* ACTIVITY *
Lines from the material below that hold the string "building" are what is needed; copy each of them.

(Beginning of INPUT RECORDS)

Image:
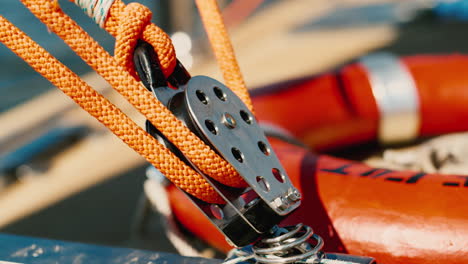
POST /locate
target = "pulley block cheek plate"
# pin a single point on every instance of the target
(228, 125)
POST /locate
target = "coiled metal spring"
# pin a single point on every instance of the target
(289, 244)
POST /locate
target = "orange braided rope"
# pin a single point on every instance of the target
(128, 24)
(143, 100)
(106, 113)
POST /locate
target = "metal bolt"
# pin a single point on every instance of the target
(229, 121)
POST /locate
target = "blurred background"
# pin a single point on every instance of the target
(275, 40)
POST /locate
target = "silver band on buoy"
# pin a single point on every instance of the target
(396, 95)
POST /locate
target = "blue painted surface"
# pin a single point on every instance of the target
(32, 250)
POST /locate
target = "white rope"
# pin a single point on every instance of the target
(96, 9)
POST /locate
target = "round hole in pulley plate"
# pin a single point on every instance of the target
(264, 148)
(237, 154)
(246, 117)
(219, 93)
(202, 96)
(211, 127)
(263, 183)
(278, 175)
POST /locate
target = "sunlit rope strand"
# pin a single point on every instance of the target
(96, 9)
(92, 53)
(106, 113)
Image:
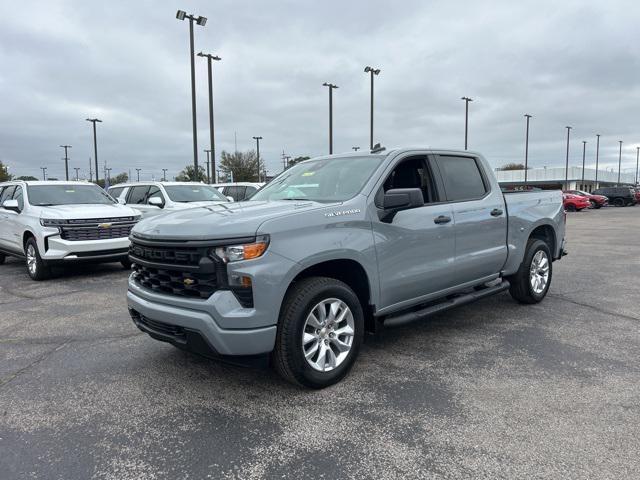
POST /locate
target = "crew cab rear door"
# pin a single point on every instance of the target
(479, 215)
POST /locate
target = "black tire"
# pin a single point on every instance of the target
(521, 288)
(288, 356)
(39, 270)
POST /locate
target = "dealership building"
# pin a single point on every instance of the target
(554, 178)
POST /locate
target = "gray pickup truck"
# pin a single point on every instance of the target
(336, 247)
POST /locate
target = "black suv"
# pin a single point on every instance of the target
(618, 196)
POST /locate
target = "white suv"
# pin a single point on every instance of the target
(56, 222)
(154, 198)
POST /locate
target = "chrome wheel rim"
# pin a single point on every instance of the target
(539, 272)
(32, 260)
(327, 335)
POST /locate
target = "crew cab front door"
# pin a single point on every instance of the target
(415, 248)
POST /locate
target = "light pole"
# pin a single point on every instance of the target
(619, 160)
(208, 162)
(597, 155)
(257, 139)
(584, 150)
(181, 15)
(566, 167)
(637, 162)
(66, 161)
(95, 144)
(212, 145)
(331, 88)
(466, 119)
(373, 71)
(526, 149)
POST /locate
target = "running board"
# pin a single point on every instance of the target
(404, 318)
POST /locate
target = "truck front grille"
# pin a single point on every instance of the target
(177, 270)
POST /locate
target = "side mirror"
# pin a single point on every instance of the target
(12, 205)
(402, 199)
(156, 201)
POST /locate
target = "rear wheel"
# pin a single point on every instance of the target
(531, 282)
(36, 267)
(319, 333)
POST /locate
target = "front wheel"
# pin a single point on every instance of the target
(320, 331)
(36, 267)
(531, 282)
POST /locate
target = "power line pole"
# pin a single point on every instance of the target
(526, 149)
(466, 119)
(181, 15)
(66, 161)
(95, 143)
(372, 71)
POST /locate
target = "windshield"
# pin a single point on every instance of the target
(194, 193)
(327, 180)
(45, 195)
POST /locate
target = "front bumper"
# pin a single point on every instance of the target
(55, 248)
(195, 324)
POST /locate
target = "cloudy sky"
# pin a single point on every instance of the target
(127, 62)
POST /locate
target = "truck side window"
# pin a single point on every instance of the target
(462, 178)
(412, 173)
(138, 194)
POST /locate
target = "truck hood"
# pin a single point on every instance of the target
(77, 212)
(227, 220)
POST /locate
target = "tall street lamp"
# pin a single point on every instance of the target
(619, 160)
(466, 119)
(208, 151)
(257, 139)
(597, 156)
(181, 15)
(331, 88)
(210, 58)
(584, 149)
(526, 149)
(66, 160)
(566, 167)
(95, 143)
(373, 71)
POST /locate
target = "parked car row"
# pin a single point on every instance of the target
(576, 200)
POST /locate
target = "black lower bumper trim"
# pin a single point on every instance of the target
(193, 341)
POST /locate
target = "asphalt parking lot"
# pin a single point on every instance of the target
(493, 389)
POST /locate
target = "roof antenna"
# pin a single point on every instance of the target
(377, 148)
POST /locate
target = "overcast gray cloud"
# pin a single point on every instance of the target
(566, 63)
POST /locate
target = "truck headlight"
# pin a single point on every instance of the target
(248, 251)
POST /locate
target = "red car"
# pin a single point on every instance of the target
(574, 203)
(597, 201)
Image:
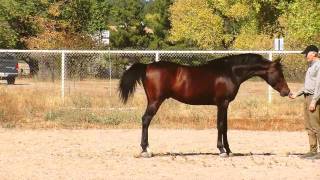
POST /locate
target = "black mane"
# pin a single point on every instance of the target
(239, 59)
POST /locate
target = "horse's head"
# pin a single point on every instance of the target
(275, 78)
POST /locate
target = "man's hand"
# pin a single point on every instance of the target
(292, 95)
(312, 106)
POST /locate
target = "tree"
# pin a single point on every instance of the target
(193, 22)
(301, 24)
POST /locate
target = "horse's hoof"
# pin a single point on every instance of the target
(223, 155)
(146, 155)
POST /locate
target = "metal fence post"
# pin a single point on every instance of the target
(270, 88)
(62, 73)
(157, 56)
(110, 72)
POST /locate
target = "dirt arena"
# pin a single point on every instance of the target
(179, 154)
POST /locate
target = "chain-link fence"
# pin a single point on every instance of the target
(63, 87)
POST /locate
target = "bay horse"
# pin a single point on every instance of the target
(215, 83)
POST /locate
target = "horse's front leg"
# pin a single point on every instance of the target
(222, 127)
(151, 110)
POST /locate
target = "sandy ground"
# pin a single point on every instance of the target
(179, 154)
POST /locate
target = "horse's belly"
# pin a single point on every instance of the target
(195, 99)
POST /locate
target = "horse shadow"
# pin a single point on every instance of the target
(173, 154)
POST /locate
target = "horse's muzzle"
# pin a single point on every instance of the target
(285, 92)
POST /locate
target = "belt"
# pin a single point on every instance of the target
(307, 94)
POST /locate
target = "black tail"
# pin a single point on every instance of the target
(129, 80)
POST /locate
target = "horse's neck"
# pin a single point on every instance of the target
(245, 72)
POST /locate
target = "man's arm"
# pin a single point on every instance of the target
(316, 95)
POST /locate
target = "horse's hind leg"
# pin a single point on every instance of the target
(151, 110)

(End of INPUT RECORDS)
(Beginning of INPUT RECORDS)

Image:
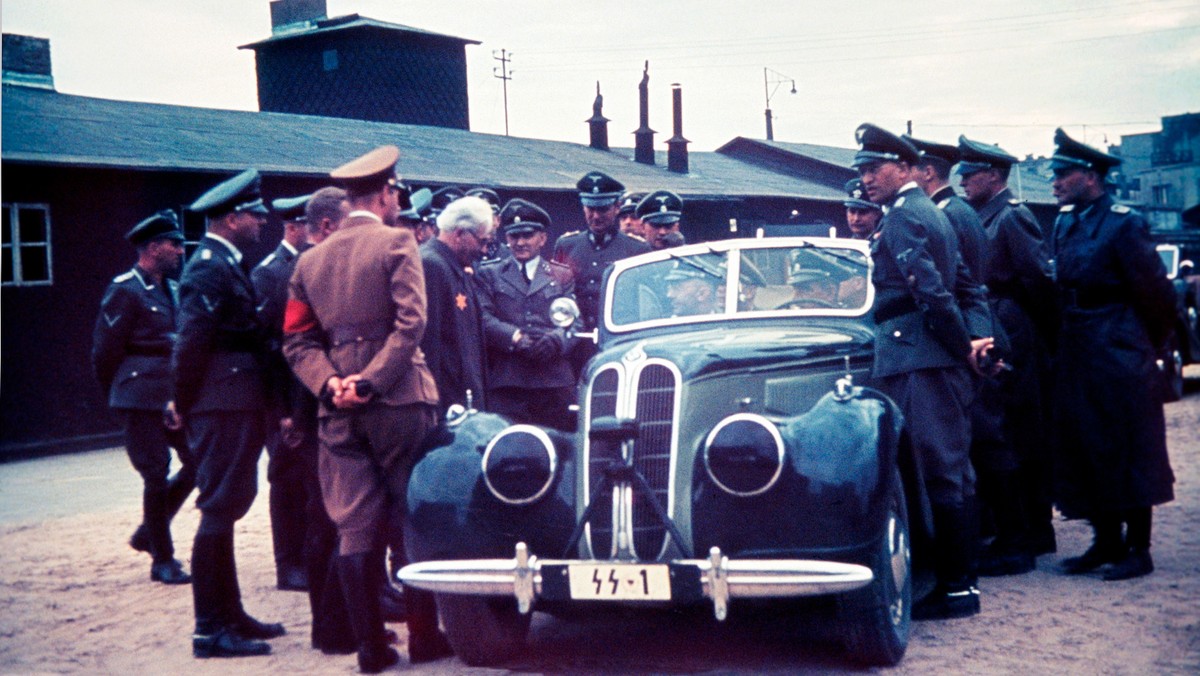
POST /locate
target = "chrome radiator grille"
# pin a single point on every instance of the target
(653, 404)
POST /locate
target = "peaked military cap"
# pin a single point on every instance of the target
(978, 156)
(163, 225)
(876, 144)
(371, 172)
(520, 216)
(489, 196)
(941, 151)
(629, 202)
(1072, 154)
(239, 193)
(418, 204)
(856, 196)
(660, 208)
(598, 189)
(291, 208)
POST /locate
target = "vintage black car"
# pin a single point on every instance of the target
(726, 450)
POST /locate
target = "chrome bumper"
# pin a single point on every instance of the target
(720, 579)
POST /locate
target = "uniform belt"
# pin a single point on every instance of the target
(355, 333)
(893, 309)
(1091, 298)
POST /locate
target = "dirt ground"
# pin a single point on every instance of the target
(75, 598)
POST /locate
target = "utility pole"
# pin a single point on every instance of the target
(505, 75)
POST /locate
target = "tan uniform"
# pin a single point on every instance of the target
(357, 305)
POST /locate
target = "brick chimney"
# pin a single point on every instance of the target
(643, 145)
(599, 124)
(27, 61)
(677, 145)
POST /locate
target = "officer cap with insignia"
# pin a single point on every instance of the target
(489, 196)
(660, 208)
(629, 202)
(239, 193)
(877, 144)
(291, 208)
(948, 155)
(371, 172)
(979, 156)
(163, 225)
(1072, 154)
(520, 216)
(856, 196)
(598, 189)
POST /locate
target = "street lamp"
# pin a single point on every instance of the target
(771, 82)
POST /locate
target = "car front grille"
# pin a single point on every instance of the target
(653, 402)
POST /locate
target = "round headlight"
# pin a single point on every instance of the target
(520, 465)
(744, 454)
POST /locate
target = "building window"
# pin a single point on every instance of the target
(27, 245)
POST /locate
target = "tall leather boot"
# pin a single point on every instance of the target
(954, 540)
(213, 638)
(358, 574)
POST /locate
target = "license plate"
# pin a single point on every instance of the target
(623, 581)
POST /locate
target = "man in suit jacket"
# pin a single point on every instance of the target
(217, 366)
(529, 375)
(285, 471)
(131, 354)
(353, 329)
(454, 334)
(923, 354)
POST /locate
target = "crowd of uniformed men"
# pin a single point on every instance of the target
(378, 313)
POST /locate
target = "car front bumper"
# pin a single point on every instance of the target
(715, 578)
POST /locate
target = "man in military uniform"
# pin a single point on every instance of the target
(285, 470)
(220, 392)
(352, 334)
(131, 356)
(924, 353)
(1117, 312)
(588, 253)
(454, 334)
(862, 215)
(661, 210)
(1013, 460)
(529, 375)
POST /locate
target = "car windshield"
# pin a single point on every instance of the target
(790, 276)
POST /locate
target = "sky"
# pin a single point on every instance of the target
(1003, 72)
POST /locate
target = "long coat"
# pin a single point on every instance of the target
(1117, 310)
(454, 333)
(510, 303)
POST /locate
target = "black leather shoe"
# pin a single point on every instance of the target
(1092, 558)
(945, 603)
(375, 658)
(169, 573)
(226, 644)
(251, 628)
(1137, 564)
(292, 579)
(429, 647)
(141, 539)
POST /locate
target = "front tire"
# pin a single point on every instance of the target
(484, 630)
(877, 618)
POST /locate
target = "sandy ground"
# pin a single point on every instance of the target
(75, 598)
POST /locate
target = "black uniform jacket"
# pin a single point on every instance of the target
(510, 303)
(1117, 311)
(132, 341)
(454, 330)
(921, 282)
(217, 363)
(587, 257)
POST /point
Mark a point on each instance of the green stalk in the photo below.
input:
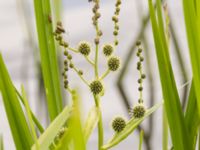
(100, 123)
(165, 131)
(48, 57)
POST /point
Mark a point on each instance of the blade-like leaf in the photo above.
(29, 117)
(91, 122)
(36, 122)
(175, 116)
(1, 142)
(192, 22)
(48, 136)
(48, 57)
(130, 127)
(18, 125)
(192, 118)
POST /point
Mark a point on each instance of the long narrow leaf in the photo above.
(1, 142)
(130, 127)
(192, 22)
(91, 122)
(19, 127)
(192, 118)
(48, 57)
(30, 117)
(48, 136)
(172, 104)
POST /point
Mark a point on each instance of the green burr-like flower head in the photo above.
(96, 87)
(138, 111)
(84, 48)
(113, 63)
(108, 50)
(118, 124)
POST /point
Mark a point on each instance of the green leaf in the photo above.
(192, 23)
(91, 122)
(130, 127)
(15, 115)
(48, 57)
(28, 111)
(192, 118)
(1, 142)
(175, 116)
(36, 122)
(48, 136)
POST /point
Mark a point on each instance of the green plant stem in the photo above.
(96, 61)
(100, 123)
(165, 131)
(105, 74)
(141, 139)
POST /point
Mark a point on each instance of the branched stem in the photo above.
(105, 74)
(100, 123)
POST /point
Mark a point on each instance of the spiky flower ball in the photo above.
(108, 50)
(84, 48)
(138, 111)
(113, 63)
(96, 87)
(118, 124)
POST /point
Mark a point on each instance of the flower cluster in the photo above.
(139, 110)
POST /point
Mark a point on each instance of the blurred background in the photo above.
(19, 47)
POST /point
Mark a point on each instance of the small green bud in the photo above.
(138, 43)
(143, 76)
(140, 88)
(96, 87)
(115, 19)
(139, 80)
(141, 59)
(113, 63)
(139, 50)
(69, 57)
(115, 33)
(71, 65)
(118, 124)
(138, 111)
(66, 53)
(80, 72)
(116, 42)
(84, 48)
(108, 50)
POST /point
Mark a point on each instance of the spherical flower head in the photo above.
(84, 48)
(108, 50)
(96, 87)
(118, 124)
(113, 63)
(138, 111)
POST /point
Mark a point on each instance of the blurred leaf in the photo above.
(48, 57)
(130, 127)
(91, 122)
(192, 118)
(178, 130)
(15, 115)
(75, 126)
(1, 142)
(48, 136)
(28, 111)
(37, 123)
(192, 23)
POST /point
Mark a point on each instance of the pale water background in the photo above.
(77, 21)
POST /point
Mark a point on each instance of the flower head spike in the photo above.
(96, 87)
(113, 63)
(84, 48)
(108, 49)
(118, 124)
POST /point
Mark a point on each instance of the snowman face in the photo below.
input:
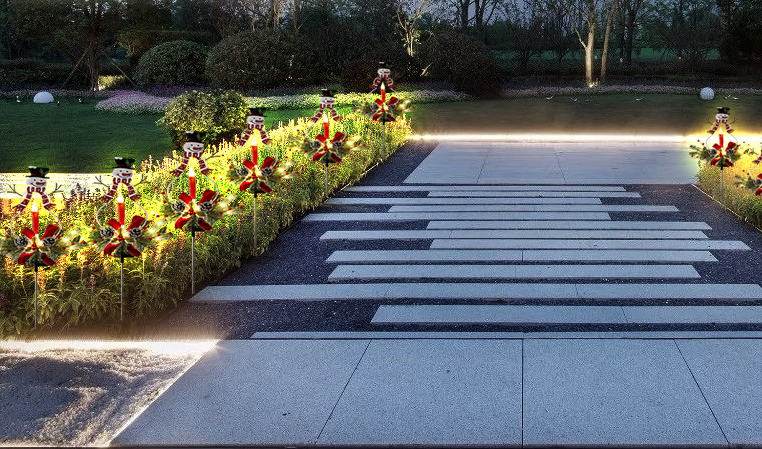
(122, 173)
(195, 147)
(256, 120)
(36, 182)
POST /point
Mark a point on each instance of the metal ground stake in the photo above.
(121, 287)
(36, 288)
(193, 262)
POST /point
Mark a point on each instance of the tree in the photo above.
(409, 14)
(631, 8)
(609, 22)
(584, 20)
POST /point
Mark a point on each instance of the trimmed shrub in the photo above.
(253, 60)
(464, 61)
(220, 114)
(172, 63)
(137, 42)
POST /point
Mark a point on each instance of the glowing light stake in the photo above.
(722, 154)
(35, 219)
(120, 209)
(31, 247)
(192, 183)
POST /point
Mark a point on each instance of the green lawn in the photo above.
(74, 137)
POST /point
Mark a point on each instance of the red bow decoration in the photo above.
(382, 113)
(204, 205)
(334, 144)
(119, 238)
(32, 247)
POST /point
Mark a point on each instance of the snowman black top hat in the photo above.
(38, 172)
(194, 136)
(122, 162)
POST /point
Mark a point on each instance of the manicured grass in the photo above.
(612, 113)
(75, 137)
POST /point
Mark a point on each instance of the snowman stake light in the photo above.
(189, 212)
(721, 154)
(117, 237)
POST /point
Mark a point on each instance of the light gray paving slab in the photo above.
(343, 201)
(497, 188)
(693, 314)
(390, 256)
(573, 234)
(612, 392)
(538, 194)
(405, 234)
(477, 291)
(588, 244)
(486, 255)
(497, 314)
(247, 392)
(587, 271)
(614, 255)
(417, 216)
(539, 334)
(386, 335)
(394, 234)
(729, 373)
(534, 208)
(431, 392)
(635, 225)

(End of INPUT RECORDS)

* TASK RESULT *
target = "dealership building"
target = "building window"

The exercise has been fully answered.